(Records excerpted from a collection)

======

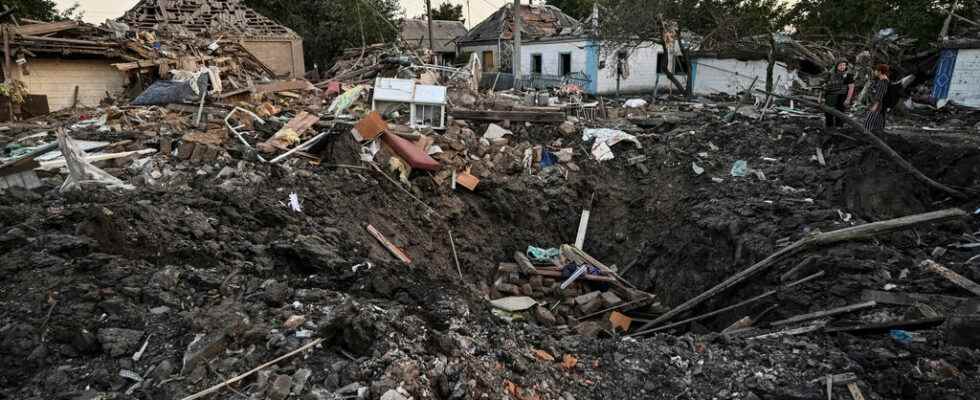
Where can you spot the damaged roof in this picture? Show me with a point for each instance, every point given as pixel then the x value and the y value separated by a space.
pixel 537 21
pixel 211 17
pixel 444 34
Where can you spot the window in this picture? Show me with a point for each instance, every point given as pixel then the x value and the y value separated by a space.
pixel 427 115
pixel 565 64
pixel 681 66
pixel 488 61
pixel 535 63
pixel 661 63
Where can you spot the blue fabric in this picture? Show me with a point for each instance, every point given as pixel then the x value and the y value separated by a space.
pixel 944 73
pixel 548 159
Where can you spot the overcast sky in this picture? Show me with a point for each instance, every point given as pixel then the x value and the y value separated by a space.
pixel 97 11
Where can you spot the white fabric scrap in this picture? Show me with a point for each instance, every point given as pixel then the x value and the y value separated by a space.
pixel 604 140
pixel 294 202
pixel 495 132
pixel 635 103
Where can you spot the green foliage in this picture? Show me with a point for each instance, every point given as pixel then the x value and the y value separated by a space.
pixel 578 9
pixel 448 12
pixel 329 27
pixel 41 10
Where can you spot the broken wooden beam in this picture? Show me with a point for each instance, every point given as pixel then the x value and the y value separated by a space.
pixel 910 325
pixel 580 257
pixel 821 239
pixel 879 144
pixel 837 379
pixel 512 267
pixel 952 276
pixel 514 116
pixel 523 262
pixel 388 245
pixel 45 28
pixel 55 164
pixel 825 313
pixel 789 332
pixel 908 299
pixel 731 307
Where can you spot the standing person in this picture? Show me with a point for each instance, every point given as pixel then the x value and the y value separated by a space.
pixel 839 92
pixel 875 121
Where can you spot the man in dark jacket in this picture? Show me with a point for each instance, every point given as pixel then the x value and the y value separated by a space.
pixel 838 92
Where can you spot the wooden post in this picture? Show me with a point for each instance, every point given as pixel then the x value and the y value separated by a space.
pixel 825 313
pixel 517 41
pixel 428 16
pixel 879 144
pixel 822 239
pixel 952 276
pixel 7 69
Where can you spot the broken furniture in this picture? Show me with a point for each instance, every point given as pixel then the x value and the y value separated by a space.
pixel 427 103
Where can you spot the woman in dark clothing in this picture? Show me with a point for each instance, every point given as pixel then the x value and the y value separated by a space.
pixel 875 121
pixel 839 91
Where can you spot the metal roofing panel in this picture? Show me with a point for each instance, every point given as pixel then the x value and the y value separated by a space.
pixel 394 90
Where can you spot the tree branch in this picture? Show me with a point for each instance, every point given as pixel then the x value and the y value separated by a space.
pixel 878 143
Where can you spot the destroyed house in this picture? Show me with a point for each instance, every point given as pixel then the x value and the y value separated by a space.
pixel 958 72
pixel 275 45
pixel 63 64
pixel 415 32
pixel 493 38
pixel 736 68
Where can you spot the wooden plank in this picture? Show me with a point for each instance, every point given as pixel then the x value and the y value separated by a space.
pixel 790 332
pixel 908 299
pixel 855 391
pixel 838 379
pixel 55 164
pixel 952 276
pixel 909 325
pixel 825 313
pixel 45 28
pixel 523 262
pixel 822 239
pixel 515 116
pixel 394 250
pixel 512 267
pixel 733 306
pixel 143 64
pixel 284 86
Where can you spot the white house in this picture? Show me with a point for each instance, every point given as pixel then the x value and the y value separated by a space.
pixel 958 73
pixel 605 70
pixel 725 74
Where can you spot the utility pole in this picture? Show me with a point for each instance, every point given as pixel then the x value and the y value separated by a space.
pixel 428 14
pixel 517 41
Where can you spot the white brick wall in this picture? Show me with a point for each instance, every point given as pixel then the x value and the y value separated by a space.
pixel 57 78
pixel 732 76
pixel 479 51
pixel 550 56
pixel 642 63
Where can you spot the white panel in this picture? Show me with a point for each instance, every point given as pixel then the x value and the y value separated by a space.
pixel 642 63
pixel 732 76
pixel 394 90
pixel 965 86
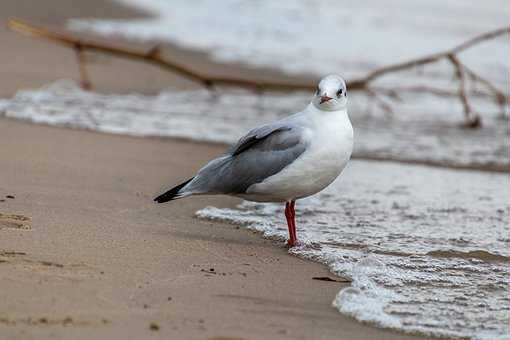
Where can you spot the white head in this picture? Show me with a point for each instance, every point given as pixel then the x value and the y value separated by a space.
pixel 331 94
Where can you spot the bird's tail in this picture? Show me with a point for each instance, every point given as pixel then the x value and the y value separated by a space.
pixel 173 193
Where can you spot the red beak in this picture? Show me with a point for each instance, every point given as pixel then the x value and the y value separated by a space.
pixel 325 99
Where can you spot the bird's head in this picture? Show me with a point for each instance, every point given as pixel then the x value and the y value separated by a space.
pixel 331 94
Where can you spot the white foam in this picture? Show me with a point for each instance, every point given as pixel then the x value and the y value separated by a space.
pixel 318 36
pixel 380 224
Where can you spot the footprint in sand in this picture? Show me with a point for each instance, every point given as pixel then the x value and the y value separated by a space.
pixel 13 221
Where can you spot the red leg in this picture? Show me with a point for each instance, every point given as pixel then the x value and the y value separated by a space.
pixel 293 212
pixel 291 224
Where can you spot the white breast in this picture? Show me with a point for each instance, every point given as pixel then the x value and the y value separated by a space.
pixel 330 138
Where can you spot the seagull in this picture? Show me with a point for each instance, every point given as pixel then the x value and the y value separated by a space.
pixel 284 161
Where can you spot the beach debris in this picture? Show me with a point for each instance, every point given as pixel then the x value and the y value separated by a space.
pixel 14 221
pixel 328 279
pixel 467 79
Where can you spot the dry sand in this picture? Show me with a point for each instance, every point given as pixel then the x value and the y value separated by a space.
pixel 85 254
pixel 90 256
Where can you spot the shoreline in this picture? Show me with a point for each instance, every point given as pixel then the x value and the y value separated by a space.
pixel 93 227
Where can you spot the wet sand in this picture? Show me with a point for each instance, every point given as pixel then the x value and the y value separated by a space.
pixel 84 252
pixel 88 255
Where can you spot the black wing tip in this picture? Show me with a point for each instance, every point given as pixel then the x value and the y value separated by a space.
pixel 171 194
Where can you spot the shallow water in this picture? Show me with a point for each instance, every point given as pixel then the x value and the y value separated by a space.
pixel 319 36
pixel 428 249
pixel 425 129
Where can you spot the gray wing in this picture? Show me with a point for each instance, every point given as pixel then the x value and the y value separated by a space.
pixel 260 154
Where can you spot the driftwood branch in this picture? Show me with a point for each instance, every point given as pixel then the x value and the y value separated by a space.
pixel 154 56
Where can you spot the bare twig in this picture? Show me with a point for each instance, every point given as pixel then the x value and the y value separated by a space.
pixel 80 56
pixel 364 84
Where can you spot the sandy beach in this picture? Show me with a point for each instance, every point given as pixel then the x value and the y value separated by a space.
pixel 84 252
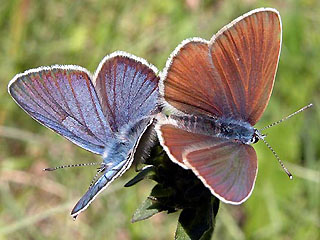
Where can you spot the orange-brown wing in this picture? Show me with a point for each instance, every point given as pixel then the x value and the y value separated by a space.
pixel 175 140
pixel 232 75
pixel 227 168
pixel 245 53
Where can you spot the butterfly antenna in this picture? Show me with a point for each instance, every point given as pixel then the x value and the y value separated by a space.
pixel 71 165
pixel 277 157
pixel 102 168
pixel 286 118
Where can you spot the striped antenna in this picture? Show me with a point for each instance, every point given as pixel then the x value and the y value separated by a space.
pixel 101 169
pixel 72 165
pixel 278 158
pixel 286 118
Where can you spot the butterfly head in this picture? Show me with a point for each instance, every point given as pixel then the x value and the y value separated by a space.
pixel 257 135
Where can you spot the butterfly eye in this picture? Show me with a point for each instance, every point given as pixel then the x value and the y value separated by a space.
pixel 254 139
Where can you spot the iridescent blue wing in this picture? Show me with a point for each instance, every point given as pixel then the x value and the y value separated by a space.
pixel 63 99
pixel 116 163
pixel 127 87
pixel 227 168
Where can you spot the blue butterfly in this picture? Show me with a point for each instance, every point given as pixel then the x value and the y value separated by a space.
pixel 106 114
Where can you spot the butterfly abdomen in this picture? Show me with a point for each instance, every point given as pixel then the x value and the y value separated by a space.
pixel 216 127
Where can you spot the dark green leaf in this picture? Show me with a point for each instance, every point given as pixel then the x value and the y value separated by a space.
pixel 197 223
pixel 144 211
pixel 147 171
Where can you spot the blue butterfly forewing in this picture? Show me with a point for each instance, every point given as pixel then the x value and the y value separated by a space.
pixel 106 114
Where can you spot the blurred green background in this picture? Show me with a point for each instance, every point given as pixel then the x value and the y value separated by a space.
pixel 36 205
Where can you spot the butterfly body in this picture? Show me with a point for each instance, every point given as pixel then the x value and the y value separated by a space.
pixel 226 128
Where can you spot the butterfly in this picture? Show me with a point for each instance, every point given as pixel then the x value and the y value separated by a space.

======

## Task directions
Take the line that contains "Where can you spot the dark" and each line after it through the end of the records, and repeat them all exactly. Nothing else.

## Solved problem
Where can you spot the dark green leaf in this picture? Show me with a point for each instance, every point given as pixel then the x value and the y value separated by a space.
pixel 197 223
pixel 144 211
pixel 147 171
Where can you spot the blue butterfly forewing in this picture? Show me with a point for each instance, every point given as pixel then the x value and the y value separated by a space.
pixel 106 114
Where can you spot the blurred green background in this picture? Show me with a point for each instance, every point given as pixel then the x value and the y value separated by a space.
pixel 36 205
Where can you spot the butterfly body in this picture? Show me with a point for each instance, every point given as pixel then the x value and the y value separated by a space.
pixel 226 128
Where can you spot the butterfly in this picture? Show me with a point for each instance, every point given as pixel then the x value and the y value separated by a space.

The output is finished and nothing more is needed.